### PROBLEM DESCRIPTION
Please pull out each line of the material below that contains the word "object".

### PROVIDED RECORDS

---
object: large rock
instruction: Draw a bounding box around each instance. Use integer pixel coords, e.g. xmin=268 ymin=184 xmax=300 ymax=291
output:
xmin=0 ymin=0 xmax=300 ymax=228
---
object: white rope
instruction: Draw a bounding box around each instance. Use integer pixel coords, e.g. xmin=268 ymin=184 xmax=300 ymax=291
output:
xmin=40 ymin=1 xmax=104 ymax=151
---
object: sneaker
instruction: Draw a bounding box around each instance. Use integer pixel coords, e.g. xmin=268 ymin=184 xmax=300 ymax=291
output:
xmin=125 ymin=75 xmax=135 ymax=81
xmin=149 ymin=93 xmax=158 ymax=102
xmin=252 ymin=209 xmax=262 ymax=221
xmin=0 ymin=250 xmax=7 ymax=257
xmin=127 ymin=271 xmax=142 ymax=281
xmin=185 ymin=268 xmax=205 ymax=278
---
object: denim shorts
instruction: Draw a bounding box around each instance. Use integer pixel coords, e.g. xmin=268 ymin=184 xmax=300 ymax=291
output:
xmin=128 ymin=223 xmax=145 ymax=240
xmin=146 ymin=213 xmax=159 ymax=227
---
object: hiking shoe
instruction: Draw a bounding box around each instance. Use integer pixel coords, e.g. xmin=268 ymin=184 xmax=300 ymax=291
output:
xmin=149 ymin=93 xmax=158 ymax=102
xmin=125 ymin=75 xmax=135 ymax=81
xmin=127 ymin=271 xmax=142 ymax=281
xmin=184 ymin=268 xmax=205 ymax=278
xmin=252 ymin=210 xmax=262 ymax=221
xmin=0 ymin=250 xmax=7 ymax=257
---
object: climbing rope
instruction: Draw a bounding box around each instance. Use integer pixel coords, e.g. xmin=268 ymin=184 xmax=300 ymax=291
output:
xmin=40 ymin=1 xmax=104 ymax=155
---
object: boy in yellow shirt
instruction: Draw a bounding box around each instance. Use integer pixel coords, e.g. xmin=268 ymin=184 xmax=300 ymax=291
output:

### EXERCISE ANSWER
object: large rock
object: white rope
object: sneaker
object: denim shorts
object: hiking shoe
object: climbing rope
object: boy in yellow shirt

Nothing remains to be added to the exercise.